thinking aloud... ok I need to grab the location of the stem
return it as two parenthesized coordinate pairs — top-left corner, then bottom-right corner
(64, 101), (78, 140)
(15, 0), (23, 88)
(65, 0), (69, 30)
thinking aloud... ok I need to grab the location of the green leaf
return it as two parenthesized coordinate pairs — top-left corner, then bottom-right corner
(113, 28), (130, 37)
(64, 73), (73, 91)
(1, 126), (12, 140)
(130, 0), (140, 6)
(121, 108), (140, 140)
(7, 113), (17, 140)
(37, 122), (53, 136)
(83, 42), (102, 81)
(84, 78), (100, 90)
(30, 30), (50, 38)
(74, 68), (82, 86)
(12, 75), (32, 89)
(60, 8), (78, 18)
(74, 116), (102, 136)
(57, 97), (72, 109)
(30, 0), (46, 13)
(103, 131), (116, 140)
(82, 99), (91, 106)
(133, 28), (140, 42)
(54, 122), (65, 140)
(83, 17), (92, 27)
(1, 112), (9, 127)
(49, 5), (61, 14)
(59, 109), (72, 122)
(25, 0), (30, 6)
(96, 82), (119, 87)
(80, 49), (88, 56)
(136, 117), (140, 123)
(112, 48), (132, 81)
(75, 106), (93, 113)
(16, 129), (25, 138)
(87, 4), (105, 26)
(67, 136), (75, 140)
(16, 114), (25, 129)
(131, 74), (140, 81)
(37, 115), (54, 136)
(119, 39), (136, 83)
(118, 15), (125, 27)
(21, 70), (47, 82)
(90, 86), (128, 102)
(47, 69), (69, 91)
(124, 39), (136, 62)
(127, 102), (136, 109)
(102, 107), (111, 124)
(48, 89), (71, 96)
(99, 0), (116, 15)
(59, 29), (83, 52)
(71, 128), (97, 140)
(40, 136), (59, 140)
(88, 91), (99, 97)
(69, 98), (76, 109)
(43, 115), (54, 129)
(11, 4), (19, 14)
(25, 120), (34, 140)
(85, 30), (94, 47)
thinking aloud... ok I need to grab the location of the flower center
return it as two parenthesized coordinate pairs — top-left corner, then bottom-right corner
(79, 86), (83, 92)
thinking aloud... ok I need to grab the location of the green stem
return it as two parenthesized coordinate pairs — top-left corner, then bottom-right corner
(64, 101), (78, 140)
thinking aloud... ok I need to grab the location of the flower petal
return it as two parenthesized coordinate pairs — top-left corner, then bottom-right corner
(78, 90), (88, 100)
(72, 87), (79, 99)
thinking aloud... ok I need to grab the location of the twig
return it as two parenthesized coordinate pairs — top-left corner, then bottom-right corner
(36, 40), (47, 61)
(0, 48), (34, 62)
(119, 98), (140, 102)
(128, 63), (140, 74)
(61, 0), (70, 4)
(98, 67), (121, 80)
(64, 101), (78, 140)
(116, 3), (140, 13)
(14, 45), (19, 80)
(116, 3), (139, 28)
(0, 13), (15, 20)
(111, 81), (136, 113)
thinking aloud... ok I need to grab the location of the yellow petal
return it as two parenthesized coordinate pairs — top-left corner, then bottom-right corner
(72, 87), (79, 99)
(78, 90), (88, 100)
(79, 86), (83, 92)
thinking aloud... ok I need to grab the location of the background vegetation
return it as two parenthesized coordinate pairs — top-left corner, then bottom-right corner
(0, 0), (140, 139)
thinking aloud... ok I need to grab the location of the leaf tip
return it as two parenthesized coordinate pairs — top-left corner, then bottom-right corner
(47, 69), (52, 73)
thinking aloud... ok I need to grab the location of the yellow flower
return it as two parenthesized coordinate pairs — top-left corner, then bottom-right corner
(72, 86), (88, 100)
··········
• PROBLEM TO WORK ON
Reply with only the number of lines in the entries that hold the word "petal".

• ANSWER BOX
2